**ARBEITSANWEISUNGEN**
**a)** Geben Sie den Abschnitt des Spielberichts von „Das war unsere“ bis „auf genau 40)“ wortgetreu wieder.
**b)** Prüfen Sie, ob die folgenden Aussagen mit dem Spielbericht übereinstimmen, und antworten Sie jeweils mit Ja oder Nein samt den entscheidenden Worten aus dem Text als wörtlichem Zitat.
(i) Die vorangegangene D&D-Kampagne dauerte über vier Jahre.
(ii) Unter den überwundenen Gegnern werden zwei Feuerdämonen aufgeführt.
(iii) Als Beute wird nichts verzeichnet.
**c)** Beantworten Sie anhand des Spielberichts die folgenden Fragen:
(i) Wer war Spielleiter?
(ii) Wie viele Punkte EP werden angegeben?
(iii) Wer ist der Herr der „Tochter der Leere“?

**TEXTAUSZUG**

__________

Das war unsere erste Runde im Freihändleruniversum. Gerade haben wir eine D&D Kampagne hinter uns, die über vier Jahre gedauert hat, von der ersten Stufe bis ins epische 20+. Bei Freihändler startet man schon auf der ersten Stufe recht mächtig, auch wenn es nach meinem Geschmack einfach zu wenige Lebenspunkte sind. Schip geht eigentlich nur für Heilung drauf, weil das System keinen wirklichen Heiler für die Gruppe bereit hält.

Gespielt am 25.03.2012
Spielleiter: Stefan
SC:
Flavion Conari Freihändler Rang 1
Solun Ares Magister Militaris Rang 1
Althea Puppila Meisterin der Leere Rang 1
EP:
500 Punkte (gekauft Beidhändigkeit und Ge +5 auf genau 40)
Überwundene Gegner
1 Feuerdämon
zirka 7 Imps (fliegende Schädel)
1 unbekannter Dämon
Etwa ein Dutzend Schwertmutanten
Beute
Nix

Nakago:

Persona Dramatis
Spoiler (Anzeigen)Persona Dramatis

Personen von Wanderershafen und der Weite

Renuka - Herr der "Tochter der Leere", zwielichtiger Nachfahre von Häretikern.

__________

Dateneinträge
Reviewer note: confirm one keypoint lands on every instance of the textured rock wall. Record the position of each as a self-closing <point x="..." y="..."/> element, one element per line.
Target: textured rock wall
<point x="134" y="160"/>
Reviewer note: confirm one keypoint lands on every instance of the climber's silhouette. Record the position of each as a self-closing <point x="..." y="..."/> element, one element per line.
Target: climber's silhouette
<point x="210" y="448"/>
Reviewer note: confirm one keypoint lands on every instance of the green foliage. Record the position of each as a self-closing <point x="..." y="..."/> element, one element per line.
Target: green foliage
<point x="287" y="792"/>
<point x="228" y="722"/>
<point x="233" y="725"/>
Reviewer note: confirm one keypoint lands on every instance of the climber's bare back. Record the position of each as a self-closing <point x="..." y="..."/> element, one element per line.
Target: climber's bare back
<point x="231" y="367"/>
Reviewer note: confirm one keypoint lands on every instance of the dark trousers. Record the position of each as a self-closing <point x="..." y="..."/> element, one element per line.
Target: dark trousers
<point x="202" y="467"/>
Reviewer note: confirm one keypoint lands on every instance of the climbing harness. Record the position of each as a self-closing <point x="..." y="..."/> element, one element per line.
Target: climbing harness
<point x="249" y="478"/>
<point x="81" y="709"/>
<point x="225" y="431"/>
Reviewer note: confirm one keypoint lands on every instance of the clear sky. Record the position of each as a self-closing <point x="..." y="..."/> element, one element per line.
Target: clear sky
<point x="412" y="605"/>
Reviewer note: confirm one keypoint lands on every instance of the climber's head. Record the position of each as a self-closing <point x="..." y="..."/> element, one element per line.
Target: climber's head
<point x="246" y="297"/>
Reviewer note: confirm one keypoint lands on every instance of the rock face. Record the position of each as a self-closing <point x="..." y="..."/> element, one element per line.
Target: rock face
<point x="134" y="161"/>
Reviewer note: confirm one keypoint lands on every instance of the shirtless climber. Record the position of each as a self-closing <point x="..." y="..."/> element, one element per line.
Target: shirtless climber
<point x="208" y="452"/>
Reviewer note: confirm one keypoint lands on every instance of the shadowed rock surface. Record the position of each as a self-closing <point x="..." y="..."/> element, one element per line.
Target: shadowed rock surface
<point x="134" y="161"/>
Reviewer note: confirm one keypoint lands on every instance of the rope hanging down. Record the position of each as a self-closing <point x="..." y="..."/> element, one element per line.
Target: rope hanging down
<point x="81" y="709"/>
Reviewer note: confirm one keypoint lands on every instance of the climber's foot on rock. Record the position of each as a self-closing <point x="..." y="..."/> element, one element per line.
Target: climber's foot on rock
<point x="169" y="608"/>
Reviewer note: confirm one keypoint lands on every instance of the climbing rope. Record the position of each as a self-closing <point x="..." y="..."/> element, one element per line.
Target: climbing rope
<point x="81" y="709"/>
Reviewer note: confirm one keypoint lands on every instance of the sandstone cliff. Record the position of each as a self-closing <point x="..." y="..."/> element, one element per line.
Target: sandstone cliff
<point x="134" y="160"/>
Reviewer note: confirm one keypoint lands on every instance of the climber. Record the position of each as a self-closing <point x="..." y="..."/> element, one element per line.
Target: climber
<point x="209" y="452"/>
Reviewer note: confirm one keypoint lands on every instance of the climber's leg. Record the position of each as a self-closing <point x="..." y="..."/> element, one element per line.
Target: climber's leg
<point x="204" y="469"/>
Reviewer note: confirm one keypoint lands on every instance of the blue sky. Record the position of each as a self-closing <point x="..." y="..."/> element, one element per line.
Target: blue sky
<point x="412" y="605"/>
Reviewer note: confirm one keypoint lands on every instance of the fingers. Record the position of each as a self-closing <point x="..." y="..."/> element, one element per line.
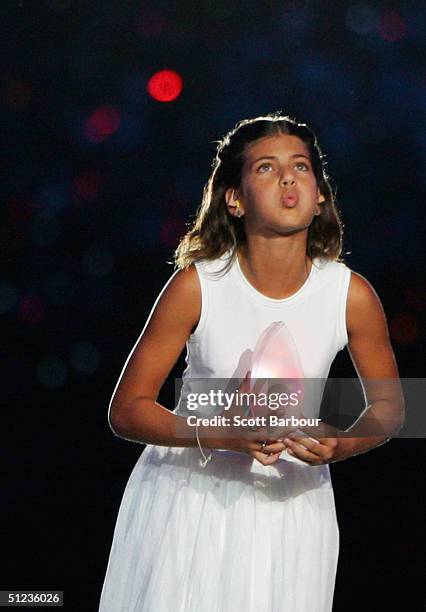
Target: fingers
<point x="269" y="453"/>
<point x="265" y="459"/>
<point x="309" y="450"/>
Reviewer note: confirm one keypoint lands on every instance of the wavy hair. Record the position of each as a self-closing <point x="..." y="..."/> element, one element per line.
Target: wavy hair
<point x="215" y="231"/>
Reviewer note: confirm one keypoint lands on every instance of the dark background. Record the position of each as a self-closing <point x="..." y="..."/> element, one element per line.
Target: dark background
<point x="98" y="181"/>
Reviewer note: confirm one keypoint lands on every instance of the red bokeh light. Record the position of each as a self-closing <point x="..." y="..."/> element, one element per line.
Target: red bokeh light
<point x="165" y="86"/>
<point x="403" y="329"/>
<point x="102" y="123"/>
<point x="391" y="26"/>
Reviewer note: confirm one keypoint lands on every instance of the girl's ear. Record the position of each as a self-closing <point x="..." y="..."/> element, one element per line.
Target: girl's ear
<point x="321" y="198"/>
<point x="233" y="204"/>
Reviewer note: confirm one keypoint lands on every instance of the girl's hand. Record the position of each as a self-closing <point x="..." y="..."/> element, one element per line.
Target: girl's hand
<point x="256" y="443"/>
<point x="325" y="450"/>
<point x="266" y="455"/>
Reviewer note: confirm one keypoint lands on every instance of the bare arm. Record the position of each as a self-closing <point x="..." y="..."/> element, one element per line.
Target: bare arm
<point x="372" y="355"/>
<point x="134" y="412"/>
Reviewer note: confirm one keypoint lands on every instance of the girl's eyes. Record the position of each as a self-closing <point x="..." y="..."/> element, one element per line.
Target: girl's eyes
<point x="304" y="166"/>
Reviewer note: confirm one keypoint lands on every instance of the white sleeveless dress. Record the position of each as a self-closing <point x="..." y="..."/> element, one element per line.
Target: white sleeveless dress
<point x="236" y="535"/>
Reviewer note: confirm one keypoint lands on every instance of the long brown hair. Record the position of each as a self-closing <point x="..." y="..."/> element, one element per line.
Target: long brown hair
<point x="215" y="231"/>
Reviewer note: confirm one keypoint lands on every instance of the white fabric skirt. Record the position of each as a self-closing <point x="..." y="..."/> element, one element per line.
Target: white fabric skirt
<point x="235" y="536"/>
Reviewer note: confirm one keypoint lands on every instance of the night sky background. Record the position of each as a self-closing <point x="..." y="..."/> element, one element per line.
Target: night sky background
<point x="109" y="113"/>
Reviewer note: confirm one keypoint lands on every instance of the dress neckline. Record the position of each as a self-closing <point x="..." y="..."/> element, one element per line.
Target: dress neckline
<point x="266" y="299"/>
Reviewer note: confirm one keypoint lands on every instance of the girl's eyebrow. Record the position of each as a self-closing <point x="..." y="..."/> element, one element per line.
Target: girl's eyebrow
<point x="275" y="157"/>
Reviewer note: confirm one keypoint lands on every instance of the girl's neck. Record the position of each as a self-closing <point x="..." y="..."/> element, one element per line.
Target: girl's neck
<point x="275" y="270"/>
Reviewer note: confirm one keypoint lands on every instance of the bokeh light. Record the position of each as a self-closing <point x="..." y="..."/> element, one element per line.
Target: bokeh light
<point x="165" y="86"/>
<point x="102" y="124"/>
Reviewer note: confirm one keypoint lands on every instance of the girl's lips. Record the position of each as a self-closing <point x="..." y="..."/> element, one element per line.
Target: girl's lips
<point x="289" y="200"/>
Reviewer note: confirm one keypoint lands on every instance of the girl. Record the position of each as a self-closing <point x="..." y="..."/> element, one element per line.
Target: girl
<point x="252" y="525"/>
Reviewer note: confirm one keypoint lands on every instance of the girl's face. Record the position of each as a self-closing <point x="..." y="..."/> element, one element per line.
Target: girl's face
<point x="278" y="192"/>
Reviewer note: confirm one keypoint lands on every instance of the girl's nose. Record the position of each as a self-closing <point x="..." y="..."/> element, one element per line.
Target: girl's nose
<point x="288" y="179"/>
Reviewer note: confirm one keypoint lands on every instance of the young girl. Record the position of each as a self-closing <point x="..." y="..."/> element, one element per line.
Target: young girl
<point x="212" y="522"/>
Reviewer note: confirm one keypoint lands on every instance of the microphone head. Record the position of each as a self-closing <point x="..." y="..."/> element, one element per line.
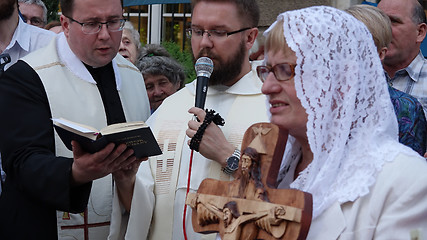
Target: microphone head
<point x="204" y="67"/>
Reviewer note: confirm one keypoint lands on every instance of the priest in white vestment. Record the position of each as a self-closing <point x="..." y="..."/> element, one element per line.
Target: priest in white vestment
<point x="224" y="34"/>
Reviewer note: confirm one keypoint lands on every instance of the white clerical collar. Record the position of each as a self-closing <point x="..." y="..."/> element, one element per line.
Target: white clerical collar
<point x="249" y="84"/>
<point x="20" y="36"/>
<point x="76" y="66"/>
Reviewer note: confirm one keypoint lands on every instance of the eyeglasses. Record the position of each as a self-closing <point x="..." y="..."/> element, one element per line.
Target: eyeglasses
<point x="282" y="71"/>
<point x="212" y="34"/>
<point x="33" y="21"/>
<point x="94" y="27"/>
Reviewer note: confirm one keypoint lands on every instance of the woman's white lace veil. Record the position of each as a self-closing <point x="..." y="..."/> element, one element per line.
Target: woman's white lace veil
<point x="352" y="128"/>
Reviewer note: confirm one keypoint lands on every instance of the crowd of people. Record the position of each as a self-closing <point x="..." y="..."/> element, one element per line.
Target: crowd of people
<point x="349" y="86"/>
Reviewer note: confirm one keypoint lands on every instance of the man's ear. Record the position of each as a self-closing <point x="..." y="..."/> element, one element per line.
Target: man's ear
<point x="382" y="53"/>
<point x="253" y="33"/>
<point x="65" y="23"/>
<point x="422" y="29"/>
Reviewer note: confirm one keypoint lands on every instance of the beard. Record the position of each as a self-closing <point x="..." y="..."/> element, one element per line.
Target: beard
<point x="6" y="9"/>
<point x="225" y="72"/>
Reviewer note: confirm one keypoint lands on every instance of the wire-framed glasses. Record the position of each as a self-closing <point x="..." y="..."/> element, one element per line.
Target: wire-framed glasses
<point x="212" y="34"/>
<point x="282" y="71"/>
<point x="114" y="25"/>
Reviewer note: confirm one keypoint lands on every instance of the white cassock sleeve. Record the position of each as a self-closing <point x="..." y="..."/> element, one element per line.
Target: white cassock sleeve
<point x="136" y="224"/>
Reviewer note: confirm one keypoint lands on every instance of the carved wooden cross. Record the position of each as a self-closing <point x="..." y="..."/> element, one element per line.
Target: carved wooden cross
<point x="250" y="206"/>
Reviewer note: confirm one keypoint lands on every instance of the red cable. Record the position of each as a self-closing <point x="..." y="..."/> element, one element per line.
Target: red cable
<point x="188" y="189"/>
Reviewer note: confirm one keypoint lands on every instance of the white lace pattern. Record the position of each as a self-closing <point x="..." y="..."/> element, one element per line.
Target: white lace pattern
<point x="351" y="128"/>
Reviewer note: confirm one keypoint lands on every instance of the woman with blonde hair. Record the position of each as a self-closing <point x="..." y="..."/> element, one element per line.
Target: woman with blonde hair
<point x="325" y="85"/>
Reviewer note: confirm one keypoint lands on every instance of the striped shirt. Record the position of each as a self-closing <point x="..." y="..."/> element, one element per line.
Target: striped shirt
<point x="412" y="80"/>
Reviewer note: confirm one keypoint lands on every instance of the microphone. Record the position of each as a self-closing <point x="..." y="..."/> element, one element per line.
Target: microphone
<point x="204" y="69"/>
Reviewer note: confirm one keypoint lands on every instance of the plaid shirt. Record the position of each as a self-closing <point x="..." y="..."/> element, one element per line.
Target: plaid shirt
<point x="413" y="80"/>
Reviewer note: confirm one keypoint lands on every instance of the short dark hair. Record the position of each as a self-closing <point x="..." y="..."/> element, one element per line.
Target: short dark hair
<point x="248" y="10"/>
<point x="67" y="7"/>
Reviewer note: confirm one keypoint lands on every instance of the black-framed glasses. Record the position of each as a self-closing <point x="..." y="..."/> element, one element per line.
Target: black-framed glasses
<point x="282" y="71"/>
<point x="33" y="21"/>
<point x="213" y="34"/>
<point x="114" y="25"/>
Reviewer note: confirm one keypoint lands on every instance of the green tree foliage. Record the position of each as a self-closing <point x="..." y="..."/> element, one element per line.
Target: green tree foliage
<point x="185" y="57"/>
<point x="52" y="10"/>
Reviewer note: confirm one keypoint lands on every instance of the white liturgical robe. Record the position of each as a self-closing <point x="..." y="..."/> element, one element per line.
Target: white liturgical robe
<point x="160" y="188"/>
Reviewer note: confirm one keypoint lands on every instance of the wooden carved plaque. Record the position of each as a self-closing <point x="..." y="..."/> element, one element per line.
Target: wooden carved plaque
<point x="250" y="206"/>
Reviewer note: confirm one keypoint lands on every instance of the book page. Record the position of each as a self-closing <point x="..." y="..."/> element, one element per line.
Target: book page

__________

**LÖSUNGEN JE AUFGABE**
**a)**
Das war unsere erste Runde im Freihändleruniversum. Gerade haben wir eine D&D Kampagne hinter uns, die über vier Jahre gedauert hat, von der ersten Stufe bis ins epische 20+. Bei Freihändler startet man schon auf der ersten Stufe recht mächtig, auch wenn es nach meinem Geschmack einfach zu wenige Lebenspunkte sind. Schip geht eigentlich nur für Heilung drauf, weil das System keinen wirklichen Heiler für die Gruppe bereit hält.

Gespielt am 25.03.2012
Spielleiter: Stefan
SC:
Flavion Conari Freihändler Rang 1
Solun Ares Magister Militaris Rang 1
Althea Puppila Meisterin der Leere Rang 1
EP:
500 Punkte (gekauft Beidhändigkeit und Ge +5 auf genau 40)

**b)**
(i) Ja: „die über vier Jahre gedauert hat“
(ii) Nein: „1 Feuerdämon“
(iii) Ja: „Nix“

**c)**
(i) Stefan
(ii) 500 Punkte
(iii) Renuka